→ **WHAT YOU NEED TO DO**: Can you echo the records line for line, starting at the very first line and ending at the line that contains "414 291 L 412", with both of those lines included?

# # # #

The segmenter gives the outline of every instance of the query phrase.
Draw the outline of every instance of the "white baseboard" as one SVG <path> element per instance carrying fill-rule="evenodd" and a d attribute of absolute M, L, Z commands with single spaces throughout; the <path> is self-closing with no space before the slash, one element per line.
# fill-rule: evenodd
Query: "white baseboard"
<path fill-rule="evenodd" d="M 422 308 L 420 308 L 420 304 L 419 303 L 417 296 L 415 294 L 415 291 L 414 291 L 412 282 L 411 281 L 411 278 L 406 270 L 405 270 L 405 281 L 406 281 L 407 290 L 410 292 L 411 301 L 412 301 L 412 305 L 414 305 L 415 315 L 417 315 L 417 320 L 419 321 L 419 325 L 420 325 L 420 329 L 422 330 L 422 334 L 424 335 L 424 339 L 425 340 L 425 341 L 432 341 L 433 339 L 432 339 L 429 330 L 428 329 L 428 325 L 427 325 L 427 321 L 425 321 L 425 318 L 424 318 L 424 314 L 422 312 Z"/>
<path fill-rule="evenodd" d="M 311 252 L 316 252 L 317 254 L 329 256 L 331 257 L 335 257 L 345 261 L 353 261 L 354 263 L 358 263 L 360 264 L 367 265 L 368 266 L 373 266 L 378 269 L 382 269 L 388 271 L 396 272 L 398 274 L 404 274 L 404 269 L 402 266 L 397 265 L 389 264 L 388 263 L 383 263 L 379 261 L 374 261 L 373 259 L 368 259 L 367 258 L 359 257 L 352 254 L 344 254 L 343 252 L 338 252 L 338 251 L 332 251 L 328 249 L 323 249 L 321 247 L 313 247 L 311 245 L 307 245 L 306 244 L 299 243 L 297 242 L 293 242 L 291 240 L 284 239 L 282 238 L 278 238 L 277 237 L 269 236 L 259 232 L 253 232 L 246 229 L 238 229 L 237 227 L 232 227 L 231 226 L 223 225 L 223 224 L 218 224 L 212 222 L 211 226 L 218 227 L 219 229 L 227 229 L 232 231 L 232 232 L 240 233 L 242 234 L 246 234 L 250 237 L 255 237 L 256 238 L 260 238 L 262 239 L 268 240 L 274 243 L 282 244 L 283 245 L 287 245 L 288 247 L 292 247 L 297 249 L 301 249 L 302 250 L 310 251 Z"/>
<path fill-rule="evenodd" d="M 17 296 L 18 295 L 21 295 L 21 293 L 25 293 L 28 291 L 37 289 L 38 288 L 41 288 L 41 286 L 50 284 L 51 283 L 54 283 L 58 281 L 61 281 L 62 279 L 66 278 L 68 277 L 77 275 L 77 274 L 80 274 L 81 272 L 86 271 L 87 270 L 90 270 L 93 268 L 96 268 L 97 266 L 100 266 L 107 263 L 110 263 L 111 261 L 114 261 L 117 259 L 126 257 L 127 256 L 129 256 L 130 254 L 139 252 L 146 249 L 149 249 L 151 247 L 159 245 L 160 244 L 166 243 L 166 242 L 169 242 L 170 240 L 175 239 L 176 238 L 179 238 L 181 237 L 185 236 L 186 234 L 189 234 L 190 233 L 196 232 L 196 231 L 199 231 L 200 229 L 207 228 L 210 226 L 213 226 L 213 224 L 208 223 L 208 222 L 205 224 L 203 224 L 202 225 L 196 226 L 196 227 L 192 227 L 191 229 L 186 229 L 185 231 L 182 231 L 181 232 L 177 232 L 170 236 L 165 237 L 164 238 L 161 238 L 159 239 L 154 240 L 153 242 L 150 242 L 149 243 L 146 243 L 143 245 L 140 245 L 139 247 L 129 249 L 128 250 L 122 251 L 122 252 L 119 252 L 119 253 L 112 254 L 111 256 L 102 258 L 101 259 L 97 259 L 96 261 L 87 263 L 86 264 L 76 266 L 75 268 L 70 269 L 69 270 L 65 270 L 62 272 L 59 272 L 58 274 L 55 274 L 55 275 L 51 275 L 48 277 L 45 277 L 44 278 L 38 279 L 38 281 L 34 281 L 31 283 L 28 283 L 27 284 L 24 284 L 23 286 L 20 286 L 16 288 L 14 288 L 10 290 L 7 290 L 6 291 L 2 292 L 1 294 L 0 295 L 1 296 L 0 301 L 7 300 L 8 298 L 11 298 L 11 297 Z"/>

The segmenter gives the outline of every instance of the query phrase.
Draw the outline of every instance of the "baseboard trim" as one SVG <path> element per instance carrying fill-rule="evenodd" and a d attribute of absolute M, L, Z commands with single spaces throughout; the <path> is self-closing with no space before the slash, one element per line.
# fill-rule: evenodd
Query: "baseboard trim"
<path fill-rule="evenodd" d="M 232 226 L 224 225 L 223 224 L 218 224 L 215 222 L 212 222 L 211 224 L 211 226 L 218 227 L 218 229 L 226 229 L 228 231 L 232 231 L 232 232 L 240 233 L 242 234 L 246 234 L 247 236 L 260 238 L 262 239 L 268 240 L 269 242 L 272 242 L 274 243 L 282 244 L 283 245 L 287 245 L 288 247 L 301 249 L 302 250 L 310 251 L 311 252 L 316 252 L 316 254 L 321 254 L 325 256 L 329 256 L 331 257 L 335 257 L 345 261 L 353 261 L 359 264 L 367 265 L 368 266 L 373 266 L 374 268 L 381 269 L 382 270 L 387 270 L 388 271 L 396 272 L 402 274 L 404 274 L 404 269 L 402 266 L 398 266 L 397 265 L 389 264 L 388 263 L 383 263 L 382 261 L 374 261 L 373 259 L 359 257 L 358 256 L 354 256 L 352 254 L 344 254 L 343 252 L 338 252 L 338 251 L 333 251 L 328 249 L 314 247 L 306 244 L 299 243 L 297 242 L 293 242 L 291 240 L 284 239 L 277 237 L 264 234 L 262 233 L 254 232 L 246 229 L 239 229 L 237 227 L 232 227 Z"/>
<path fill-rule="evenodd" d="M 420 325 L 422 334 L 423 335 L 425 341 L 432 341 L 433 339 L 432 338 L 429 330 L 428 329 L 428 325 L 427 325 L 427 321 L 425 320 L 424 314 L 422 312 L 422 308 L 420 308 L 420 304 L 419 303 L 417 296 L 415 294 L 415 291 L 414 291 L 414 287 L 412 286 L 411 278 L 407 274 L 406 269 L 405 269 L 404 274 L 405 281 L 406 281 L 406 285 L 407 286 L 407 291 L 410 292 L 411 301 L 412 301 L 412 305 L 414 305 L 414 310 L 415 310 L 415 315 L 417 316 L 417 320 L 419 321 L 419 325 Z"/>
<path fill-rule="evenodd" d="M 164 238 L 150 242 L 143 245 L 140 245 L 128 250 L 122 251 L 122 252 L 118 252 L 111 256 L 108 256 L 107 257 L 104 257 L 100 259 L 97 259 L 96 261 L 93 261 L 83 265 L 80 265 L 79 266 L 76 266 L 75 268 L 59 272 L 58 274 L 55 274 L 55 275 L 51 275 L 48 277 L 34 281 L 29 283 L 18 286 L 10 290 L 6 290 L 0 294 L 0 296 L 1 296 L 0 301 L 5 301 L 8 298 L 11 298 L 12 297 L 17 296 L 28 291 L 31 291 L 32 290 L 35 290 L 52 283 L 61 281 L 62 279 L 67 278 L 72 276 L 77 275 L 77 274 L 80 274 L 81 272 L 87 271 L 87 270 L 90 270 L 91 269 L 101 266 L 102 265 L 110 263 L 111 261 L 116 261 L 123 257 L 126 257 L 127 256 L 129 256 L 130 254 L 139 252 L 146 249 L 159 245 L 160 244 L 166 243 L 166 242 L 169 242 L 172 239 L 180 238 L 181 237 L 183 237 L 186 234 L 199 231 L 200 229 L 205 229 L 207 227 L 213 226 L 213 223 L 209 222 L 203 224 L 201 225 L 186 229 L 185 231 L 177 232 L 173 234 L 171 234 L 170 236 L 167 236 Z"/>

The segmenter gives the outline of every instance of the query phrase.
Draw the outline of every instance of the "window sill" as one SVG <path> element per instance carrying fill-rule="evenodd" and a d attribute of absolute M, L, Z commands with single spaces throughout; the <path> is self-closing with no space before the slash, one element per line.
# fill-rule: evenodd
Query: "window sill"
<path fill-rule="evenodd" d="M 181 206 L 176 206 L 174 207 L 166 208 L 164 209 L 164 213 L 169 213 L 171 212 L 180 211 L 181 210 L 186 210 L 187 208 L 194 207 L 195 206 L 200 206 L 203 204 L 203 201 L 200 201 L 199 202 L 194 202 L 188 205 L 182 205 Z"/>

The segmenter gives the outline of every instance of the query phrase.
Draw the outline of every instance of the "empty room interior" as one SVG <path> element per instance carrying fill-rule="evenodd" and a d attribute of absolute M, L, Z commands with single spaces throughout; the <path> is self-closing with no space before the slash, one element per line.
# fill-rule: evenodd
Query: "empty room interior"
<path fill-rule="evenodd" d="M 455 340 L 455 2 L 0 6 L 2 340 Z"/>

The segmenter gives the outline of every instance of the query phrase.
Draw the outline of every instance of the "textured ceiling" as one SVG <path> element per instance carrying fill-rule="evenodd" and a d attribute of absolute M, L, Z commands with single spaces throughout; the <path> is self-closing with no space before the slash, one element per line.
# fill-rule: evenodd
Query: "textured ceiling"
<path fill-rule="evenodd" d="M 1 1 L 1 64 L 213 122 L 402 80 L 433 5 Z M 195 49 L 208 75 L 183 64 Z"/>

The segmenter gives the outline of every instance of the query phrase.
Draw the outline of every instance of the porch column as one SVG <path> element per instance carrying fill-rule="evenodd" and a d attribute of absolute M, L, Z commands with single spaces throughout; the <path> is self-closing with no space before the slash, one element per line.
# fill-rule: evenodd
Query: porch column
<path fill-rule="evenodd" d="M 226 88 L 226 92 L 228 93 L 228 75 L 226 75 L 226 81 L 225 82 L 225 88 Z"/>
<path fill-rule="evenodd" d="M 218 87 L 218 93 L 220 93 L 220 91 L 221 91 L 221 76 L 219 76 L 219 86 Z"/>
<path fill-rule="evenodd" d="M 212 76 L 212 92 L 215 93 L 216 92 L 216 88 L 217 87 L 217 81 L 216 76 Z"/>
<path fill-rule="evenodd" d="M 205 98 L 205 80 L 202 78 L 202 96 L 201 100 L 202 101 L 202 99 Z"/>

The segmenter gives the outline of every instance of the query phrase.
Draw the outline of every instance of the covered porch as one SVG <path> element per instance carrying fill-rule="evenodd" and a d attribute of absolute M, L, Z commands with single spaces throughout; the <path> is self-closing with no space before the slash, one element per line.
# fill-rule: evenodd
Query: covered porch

# # # #

→ **THE RESPONSE**:
The segmenter gives the outline of every instance of the query phrase.
Draw the outline of every instance of the "white baseboard" as one SVG <path> element per instance carrying fill-rule="evenodd" and a d attribute of absolute M, L, Z commands with single spaces throughout; the <path> is self-closing with no space before the slash, one element per line.
# fill-rule: evenodd
Query: "white baseboard"
<path fill-rule="evenodd" d="M 422 308 L 420 308 L 420 304 L 419 303 L 417 296 L 415 294 L 415 291 L 414 291 L 412 282 L 411 281 L 411 278 L 406 270 L 405 270 L 405 281 L 406 281 L 407 290 L 410 292 L 411 301 L 412 301 L 412 305 L 414 305 L 415 315 L 417 315 L 417 320 L 419 321 L 419 325 L 420 325 L 420 329 L 422 330 L 422 334 L 424 335 L 424 339 L 425 340 L 425 341 L 432 341 L 433 339 L 432 339 L 429 330 L 428 329 L 428 325 L 427 325 L 427 321 L 425 321 L 425 318 L 424 318 L 424 314 L 422 312 Z"/>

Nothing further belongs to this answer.